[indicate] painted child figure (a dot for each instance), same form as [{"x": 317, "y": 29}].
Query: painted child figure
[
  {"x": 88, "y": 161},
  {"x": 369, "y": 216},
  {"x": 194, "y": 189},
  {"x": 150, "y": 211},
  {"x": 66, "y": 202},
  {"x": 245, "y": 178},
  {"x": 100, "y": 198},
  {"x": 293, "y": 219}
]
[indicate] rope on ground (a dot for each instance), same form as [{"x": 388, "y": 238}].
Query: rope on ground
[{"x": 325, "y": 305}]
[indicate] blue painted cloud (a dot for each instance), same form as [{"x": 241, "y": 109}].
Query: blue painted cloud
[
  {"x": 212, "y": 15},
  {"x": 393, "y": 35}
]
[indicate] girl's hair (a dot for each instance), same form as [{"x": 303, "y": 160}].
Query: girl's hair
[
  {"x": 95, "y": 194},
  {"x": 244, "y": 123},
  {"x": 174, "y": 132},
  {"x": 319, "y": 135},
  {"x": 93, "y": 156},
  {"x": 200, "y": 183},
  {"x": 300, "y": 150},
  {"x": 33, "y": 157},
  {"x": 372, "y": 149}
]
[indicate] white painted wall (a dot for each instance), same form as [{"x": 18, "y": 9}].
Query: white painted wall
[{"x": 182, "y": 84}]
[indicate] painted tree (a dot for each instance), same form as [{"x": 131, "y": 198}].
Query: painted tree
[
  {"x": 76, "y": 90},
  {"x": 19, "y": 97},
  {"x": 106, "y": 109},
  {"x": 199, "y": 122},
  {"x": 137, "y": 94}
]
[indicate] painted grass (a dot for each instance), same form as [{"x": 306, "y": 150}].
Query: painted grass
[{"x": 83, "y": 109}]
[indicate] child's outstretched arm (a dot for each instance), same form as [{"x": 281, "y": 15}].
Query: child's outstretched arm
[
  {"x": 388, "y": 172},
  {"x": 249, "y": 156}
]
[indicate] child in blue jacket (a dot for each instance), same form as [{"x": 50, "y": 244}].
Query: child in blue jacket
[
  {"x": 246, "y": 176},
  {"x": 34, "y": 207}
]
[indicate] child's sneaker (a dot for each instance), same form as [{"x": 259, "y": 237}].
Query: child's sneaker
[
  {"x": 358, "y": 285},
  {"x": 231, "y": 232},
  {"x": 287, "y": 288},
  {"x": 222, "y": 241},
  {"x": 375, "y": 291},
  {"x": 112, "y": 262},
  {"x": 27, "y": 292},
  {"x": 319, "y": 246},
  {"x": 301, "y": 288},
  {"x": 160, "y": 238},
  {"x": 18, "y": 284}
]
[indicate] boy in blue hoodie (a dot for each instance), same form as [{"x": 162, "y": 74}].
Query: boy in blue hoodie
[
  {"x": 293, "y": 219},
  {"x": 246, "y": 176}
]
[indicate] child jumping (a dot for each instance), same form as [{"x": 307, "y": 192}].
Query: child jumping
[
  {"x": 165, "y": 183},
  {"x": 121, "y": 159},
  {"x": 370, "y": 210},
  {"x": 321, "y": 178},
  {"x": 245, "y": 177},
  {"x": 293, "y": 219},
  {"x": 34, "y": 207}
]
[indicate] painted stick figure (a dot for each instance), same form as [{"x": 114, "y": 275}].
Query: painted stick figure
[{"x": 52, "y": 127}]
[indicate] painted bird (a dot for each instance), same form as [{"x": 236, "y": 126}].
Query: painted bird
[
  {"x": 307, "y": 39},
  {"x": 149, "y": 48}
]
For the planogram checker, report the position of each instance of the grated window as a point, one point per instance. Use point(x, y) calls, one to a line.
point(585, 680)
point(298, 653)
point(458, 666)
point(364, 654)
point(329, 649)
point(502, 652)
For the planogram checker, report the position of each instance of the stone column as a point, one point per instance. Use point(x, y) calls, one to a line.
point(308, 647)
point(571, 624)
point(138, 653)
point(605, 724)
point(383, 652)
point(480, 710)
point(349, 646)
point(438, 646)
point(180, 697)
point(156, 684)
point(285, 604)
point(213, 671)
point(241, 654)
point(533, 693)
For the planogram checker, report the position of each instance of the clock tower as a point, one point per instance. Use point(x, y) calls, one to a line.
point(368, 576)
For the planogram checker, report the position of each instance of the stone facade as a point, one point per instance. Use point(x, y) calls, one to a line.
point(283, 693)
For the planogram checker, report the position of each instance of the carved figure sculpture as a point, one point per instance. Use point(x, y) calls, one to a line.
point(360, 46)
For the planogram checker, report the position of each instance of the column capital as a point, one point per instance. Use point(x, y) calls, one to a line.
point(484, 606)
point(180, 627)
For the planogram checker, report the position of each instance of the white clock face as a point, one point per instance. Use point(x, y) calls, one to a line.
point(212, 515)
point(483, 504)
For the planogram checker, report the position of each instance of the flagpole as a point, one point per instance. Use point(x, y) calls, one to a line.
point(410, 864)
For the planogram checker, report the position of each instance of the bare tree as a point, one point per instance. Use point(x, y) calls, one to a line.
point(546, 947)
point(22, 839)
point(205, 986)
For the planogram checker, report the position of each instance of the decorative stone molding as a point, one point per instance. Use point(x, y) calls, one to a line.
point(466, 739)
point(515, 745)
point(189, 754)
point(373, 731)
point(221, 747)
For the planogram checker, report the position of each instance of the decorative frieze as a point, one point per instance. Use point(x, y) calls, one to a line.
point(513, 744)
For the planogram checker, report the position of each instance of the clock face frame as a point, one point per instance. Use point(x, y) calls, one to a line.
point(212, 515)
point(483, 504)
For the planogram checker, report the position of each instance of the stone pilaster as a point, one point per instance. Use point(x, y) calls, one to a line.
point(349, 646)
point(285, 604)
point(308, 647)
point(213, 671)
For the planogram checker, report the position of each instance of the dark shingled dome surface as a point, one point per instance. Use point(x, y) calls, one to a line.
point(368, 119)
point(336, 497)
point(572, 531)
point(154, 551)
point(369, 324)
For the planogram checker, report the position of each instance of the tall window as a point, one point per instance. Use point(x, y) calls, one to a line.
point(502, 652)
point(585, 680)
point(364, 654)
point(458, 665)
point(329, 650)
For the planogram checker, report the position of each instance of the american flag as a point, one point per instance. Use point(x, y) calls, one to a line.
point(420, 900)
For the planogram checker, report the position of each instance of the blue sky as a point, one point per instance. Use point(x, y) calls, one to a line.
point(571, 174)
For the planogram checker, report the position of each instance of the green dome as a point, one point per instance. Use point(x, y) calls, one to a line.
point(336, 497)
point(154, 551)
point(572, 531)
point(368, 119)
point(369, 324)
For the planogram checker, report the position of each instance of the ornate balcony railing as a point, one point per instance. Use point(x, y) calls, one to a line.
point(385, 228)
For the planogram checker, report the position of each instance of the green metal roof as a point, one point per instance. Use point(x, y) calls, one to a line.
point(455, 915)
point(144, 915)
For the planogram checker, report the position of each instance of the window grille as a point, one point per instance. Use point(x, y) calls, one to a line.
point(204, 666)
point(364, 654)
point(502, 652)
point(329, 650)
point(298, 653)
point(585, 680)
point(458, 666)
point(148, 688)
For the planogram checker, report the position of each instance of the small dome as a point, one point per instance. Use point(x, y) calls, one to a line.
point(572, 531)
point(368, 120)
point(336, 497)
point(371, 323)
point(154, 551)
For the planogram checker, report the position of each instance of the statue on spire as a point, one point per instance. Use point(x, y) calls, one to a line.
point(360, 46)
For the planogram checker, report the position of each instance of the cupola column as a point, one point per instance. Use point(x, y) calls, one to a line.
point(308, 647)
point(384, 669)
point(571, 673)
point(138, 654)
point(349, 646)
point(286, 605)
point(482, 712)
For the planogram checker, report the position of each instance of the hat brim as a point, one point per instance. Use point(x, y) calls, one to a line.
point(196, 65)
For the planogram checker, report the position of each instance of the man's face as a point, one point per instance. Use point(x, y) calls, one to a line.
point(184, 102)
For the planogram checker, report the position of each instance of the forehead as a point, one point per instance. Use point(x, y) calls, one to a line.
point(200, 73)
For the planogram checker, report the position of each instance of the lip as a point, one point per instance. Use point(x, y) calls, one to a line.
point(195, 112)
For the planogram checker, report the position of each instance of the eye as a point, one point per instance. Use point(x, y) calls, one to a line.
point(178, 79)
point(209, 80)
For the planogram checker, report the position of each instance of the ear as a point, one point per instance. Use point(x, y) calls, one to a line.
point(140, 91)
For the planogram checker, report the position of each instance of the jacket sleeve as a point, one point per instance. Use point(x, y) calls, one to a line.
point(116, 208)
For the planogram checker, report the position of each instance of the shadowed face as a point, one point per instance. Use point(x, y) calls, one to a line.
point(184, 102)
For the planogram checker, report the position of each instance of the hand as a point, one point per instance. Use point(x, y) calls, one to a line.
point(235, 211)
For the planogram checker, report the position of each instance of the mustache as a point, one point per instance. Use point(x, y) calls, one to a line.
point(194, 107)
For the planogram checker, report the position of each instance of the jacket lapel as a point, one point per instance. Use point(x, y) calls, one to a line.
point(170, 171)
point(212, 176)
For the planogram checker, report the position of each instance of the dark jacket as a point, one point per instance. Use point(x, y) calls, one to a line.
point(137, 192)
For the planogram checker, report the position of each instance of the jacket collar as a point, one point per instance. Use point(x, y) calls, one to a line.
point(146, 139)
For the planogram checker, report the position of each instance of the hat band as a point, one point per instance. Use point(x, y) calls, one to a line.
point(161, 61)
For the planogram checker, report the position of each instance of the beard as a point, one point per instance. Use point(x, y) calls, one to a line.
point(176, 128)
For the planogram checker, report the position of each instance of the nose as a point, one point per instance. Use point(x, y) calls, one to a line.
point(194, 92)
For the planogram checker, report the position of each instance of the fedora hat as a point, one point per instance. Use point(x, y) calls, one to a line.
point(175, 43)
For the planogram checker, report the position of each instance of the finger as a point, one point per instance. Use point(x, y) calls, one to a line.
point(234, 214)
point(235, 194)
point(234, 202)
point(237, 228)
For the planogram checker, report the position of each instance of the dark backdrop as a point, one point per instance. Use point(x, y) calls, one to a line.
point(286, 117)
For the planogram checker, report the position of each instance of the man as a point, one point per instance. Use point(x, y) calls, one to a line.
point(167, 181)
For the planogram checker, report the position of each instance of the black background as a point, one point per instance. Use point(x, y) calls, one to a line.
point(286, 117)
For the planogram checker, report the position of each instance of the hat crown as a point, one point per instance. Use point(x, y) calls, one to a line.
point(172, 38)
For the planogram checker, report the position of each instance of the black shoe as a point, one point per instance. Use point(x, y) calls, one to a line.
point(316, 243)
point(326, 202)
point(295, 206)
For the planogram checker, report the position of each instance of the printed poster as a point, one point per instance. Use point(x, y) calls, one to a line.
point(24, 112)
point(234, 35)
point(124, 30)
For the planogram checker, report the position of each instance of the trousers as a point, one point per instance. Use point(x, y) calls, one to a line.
━━━━━━
Turn the lines of the rows above into a numbered list, starting at the line that contains "the dark jacket" and ending at the line that contains "point(194, 92)". Include both of those lines and leave out any blank ones.

The reply
1. For the planogram checker, report the position of each instance of the dark jacket as a point, one point per instance. Use point(x, y) calls, one to a line.
2. point(137, 192)
3. For the planogram checker, report the position of each instance of the jacket collar as a point, one point per instance. Use point(x, y) calls, one to a line.
4. point(146, 139)
5. For the planogram checker, report the position of each instance of the hat band as a point, one point per instance. Use point(x, y) calls, one to a line.
6. point(161, 61)
7. For the planogram checker, report the position of each instance of the beard as a point, one point per instance. Use point(x, y) calls, one to a line.
8. point(176, 128)
9. For the planogram checker, report the position of each instance of the nose as a point, one point per instance. Use point(x, y) calls, one to a line.
10. point(194, 92)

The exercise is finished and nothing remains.